- **Problems to work on**:
a: Answer these from the yoga inversions guide below:
(i) What literal definition of a yoga inversion does the guide give?
(ii) How long did the yoga programme in the pilot study last?
(iii) What two roles does the guide give for Branden Collinsworth?
b: Carry on the yoga inversions guide below from the point where it stops.

- **Passage given**:
──────────────────────────────

Yoga Inversions: A Beginner's Guide
Even a forward fold or downward dog counts as an inversion. But if you're ready to go upside down, try these four easy steps.
Ask Nike Master Trainer and yoga instructor Branden Collinsworth to define a yoga inversion, and you might be surprised when he answers in terms of mind rather than body. "It's a flip of perspective", he says. "As soon as we take away the habituated state of standing on our feet all day and we go upside down, it allows us to see the world in a new way. It also forces us to be present, and it can even bring some of us into a state of flow".
While the literal definition—any yoga pose where your head is below your heart—might have been what you were looking for, Branden's perspective offers something that's arguably more important: a "why" for incorporating inversions into your practice.
On top of the positives that Collinsworth mentions, inversions offer powerful physical and physiological benefits as well. One pilot study published by BMC Research Notes showed that after an eight-week yoga programme that gradually increased the amount of time participants spent inverted from seven minutes to 20, most participants had significantly increased heart rate variability in the evenings. This means they spent more time in a parasympathetic state, or the body's rest-and-digest mode, where your heart rate, blood pressure and stress decrease, your muscles relax and your energy stores increase. Translation? Inversions can have a restorative effect on the automatic nervous system.

──────────────────────────────

- **Supplied records**:

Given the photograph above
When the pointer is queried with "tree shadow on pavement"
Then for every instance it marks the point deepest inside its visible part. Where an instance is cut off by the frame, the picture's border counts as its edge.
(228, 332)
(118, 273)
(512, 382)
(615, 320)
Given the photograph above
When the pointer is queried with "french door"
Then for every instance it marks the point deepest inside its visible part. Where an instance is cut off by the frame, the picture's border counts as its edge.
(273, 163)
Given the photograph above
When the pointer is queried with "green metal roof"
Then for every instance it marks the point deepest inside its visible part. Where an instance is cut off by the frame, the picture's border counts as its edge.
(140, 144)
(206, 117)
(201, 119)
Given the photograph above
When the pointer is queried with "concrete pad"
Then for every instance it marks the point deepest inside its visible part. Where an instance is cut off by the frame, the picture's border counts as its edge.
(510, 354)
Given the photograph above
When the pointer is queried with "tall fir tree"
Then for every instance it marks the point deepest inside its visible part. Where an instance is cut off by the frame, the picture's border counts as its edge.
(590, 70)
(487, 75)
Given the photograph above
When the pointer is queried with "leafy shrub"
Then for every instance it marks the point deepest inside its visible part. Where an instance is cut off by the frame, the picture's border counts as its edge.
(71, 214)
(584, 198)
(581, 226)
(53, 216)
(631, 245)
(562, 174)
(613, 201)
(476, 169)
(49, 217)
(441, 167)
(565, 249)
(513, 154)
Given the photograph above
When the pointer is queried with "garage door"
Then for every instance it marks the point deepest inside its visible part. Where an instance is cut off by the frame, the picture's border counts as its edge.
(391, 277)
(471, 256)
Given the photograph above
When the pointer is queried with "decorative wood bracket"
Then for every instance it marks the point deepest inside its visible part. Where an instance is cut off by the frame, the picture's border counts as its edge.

──────────────────────────────

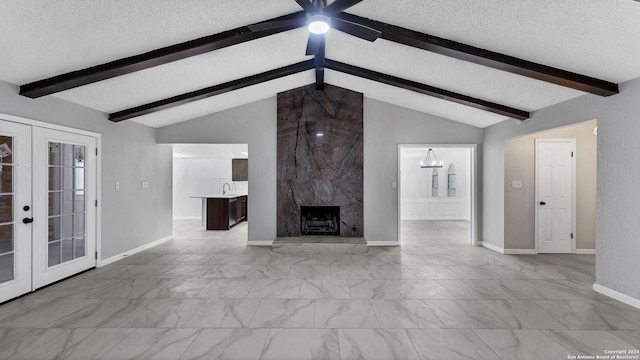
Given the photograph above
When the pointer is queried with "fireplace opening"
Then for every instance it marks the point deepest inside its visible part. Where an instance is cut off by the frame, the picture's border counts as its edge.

──────────────────────────────

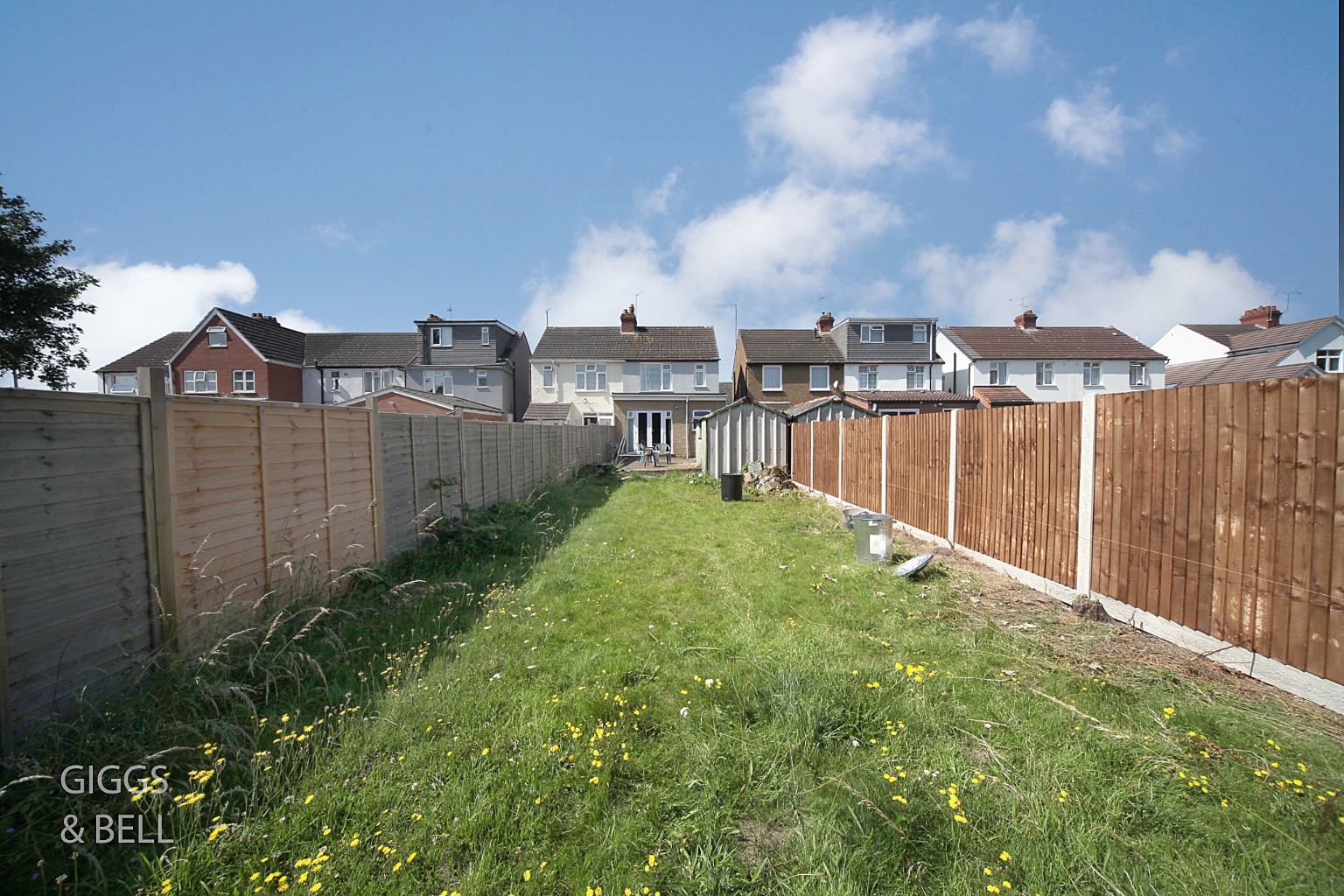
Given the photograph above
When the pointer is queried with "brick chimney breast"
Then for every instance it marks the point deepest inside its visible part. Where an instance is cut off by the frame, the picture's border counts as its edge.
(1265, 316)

──────────────────────────────

- **Final results**:
a:
(i) Any yoga pose where your head is below your heart.
(ii) Eight weeks.
(iii) Nike Master Trainer and yoga instructor.

b:
"Even child's pose is a great opportunity to experience all of the amazing healing benefits of an inversion in a more gentle way".
Nike Master Trainer and Yoga Instructor
So what's the downside? Because people often associate inversions with having your legs in the air, the poses have developed a reputation for being intimidating or off-limits to beginners. But an inversion doesn't have to be a handstand or headstand. Have you ever done a forward fold or downward dog? Congrats—you've done an inversion. "Even child's pose is a great opportunity to experience all of the amazing healing benefits of an inversion in a more gentle way", says Jonah Kest, a Nike Master Trainer and yoga instructor. With that in mind, here are four easy approaches to help you get more comfortable with having your head below your heart.
- Raise your legs.
The gateway to inversions: "Just put your feet up on an elevated surface, like a bed or a couch", says Kest. Next, lie on the floor with your legs straight up a wall. "It's surprisingly hard for some people if they have tight hamstrings", says Collinsworth. These restorative poses, which can be held for minutes at a time daily, can get you comfortable with having your legs elevated while your head and heart are still on the same level.
- Do a simple bridge.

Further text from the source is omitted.